**Prompt a**
Reproduce everything in the letter below, from "Reorganization of Alterman" down to "of the Reorganization.", word for word.

**Extracted text**
===
[HUNTON & WILLIAMS LETTERHEAD]



                                                                   EXHIBIT 12(b)


                              _________ __, 1999



Alterman Investment Fund, Inc.
182 Hilderbrand Drive, N.W.
Suite 102
Atlanta, Georgia  30328

               Reorganization of Alterman Investment Fund, Inc.
                And Smith Barney Muni Funds, Georgia Portfolio
                      Certain Federal Income Tax Matters
                      ----------------------------------

Ladies and Gentlemen:

  We have acted as counsel to Alterman Investment Fund, Inc., a Delaware
corporation (the "Acquired Fund"), in connection with the proposed acquisition
of the assets of the Acquired Fund by Smith Barney Muni Funds, Georgia
Portfolio, a separate portfolio of a Massachusetts business trust (the
"Acquiring Fund"). This letter refers to the proposed acquisition of assets as a
"Reorganization." You have requested our opinion concerning certain federal
income tax consequences of the Reorganization.
===
**Data to use**
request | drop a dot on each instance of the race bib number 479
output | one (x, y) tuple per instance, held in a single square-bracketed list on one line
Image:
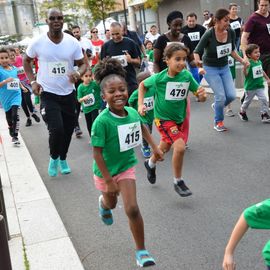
[(130, 136), (176, 90)]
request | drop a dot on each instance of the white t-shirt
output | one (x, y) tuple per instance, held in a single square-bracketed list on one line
[(151, 37), (55, 62)]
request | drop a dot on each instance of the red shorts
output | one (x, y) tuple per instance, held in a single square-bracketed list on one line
[(128, 174), (170, 131)]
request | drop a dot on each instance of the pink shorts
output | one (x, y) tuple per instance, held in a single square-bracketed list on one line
[(128, 174)]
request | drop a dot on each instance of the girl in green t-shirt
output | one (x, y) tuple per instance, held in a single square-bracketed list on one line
[(172, 87), (115, 133)]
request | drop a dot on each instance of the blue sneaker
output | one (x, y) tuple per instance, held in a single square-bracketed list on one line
[(64, 168), (53, 167), (146, 152)]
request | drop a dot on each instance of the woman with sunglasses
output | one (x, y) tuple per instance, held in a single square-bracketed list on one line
[(97, 44)]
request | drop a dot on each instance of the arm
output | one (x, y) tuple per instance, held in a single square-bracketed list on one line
[(238, 232), (111, 185)]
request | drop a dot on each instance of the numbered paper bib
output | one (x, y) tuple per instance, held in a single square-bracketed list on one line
[(149, 103), (90, 101), (57, 69), (20, 70), (257, 72), (230, 61), (224, 50), (130, 136), (194, 36), (14, 85), (268, 27), (122, 59), (176, 90), (235, 25)]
===
**Prompt b**
Report each line of the listing above that contains the string "request", copying each line in full. Matching is case-sensitive.

**Exercise result a**
Reorganization of Alterman Investment Fund, Inc.
                And Smith Barney Muni Funds, Georgia Portfolio
                      Certain Federal Income Tax Matters
                      ----------------------------------

Ladies and Gentlemen:

  We have acted as counsel to Alterman Investment Fund, Inc., a Delaware
corporation (the "Acquired Fund"), in connection with the proposed acquisition
of the assets of the Acquired Fund by Smith Barney Muni Funds, Georgia
Portfolio, a separate portfolio of a Massachusetts business trust (the
"Acquiring Fund"). This letter refers to the proposed acquisition of assets as a
"Reorganization." You have requested our opinion concerning certain federal
income tax consequences of the Reorganization.

**Exercise result b**
request | drop a dot on each instance of the race bib number 479
request | drop a dot on each instance of the white t-shirt
request | drop a dot on each instance of the red shorts
request | drop a dot on each instance of the pink shorts
request | drop a dot on each instance of the girl in green t-shirt
request | drop a dot on each instance of the blue sneaker
request | drop a dot on each instance of the woman with sunglasses
request | drop a dot on each instance of the arm
request | drop a dot on each instance of the numbered paper bib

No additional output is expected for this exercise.